====== TEXT PROVIDED ======

With the NHL trade deadline next Wednesday at 3 p.m., Brickley said how the Bruins view the blue line will determine whether they add a defenseman.
“I think it all starts with how you evaluate what’s going on along the blue line,” Brickley said. “This is a team that prides itself on goaltending, team defense, some strong penalty-killing, and then that balanced offense is somewhere further down in terms of priority. And if you have that type of analysis, then I think you have to look real closely at the group of six or seven that they have on the blue line right now and say, ‘Is this group good enough, deep enough to carry us to an Eastern Conference final and get us to a Stanley Cup final and an opportunity to win this thing.’ And I think that’s what has to be addressed, because in my evaluation I would like to see them add something significant along the blue line.”
Brickley was complimentary of Chiarelli’s ability to identify defensemen who work well with the team.
“The thing about what Peter is able to do along with his management team and the scouting crew, identify a guy like Torey Krug and go out and pay maybe a couple extra dollars to make sure he comes to Boston,” Brickley said. “You make a deal for [Matt] Bartkowski, when nobody really makes notice of it or takes notice of it. You draft a kid like Dougie Hamilton in the first round. You identify a player like Kevan Miller and allow him to play in the American Hockey League and learn how to be a good depth defenseman. And those guys are all significant pieces to what the Bruins have been able to put together and accomplish and pile up points to this point in the regular season.”
Brickley is concerned with the lack of experience the young defensemen have, however, and would rather move Johnny Boychuk out of the top two.
“But as we know the playoffs are a different animal and you’re talking about very little experience there in that foursome,” Brickley said. “Now you have Johnny Boychuk, because of the added absence of Adam McQuaid as well due to a lot of injuries over the last year plus, almost two years. And of course Dennis Seidenberg being out of the lineup. Now you have [Zdeno] Chara, Boychuk, that’s your one-two combination. And I think you’re a really strong defense if Boychuk is somewhere in your top four, but maybe not your top two. And that’s certainly not an indictment on his play, because I love his game and I love how, how game he is, as a matter of fact, to speak to his character.”

======

WHAT YOU HAVE TO DO. Pick up the commentary on the Bruins' defense after its final sentence and continue it.

====== DATA LISTING ======

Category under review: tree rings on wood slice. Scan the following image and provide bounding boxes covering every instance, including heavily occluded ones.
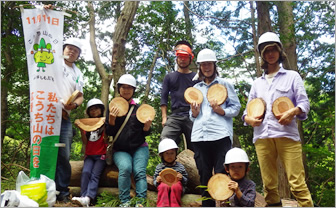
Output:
[272,97,294,117]
[208,173,233,201]
[246,98,266,118]
[207,84,228,105]
[109,97,129,117]
[184,87,203,104]
[66,90,80,105]
[75,117,105,132]
[136,104,155,123]
[159,168,178,186]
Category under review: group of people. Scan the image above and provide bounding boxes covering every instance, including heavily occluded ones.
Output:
[55,32,313,207]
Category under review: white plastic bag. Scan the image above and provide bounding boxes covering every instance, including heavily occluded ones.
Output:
[16,171,56,207]
[1,190,39,207]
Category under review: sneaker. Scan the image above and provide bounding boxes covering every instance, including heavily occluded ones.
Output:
[119,201,131,207]
[72,196,90,207]
[56,195,71,203]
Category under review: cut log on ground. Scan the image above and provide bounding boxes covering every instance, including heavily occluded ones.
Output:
[70,150,200,194]
[69,187,201,207]
[70,161,157,191]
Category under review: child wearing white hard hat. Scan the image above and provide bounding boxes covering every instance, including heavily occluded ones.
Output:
[154,138,188,207]
[224,147,256,207]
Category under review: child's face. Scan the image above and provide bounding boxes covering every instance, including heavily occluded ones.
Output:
[162,149,176,163]
[89,105,102,118]
[228,162,247,181]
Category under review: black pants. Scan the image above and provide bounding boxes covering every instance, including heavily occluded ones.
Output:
[193,137,231,207]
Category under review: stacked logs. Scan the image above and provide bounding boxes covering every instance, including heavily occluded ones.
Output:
[70,150,266,207]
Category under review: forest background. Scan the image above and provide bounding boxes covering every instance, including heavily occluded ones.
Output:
[1,1,335,207]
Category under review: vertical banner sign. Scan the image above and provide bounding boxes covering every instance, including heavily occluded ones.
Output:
[21,6,64,180]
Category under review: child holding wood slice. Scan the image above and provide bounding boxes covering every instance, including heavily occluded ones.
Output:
[154,138,188,207]
[72,98,107,206]
[224,147,256,207]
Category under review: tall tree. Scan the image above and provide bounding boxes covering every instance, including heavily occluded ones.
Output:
[108,1,139,95]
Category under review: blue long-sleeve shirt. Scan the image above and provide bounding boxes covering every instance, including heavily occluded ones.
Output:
[189,77,241,144]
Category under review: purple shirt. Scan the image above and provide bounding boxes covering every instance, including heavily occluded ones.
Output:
[242,67,310,143]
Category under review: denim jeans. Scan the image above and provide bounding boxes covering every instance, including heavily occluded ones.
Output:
[81,155,106,199]
[113,147,149,203]
[55,119,73,199]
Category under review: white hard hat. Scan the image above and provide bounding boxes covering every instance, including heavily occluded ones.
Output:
[86,98,105,115]
[258,32,282,53]
[224,147,250,165]
[117,74,136,88]
[63,38,83,51]
[197,48,217,63]
[159,138,178,154]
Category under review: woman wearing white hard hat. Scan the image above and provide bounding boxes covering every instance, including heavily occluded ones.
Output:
[154,138,188,207]
[55,38,84,202]
[190,49,241,207]
[106,74,152,207]
[242,32,314,207]
[224,147,256,207]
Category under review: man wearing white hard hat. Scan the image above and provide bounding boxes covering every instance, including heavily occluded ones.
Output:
[55,38,84,202]
[160,40,198,150]
[189,49,241,207]
[242,32,314,207]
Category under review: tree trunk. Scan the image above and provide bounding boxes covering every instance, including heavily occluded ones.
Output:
[250,1,262,77]
[111,1,139,96]
[276,1,298,71]
[88,2,112,109]
[257,1,272,36]
[1,2,16,149]
[276,1,309,197]
[143,49,160,103]
[183,1,198,72]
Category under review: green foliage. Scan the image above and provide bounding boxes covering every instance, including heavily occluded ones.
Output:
[1,1,335,207]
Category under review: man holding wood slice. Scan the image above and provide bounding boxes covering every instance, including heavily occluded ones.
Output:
[161,41,198,150]
[242,32,314,207]
[55,38,84,202]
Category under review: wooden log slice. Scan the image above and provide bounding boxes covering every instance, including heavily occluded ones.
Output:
[136,104,155,123]
[75,117,105,132]
[272,97,294,118]
[246,98,266,118]
[159,168,178,186]
[208,173,233,201]
[207,84,228,105]
[184,87,203,104]
[66,90,80,105]
[109,97,129,117]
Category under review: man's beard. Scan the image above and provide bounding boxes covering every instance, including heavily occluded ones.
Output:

======

EXERCISE RESULT.
Added Brickley: “But if you can go out and acquire, or certainly add to the players that you have on the blue line, as well as they’ve played, now I think you have a much better chance when you get in the postseason. You know there’s going to be injuries, you know there are certain matchups that you’re looking for, based on the opponents that you’re going to draw, and if you can have seven, eight NHL caliber, and maybe even a top two, three that might not be there right now, I think your chances certainly improve as far as going where you want to go and reaching the goals that you set.”
Eriksson, who has not produced big numbers in Boston, played well for Sweden in the just-completed Olympics. Brickley said that the extra playing time, along with playing on the third line, could help the 28-year-old.
“Eriksson needed to play hockey, he needed to play hockey over in Sochi, and he seemed to be — he seemed to be finding his game more and more a little bit before the break,” Brickley said. “He seemed to have some chemistry with [Carl] Soderberg in particular, the two Swedes. Seemed to slide into that third line, instead of the pressure of being in that top six, that seems to be paying dividends. And his awareness, when you watched him play, although it was the bigger ice surface, his awareness of all the moving parts going on around him seemed a lot cleaner, a lot sharper. When you come back from injuries, that’s the one thing you have to be concerned about when you’re coming back from a concussion, is that awareness. Seemed a lot better in the Olympics, so that’s what I’m looking for. And he needs to continue to play. So maybe the break was good for him in terms of playing hockey.”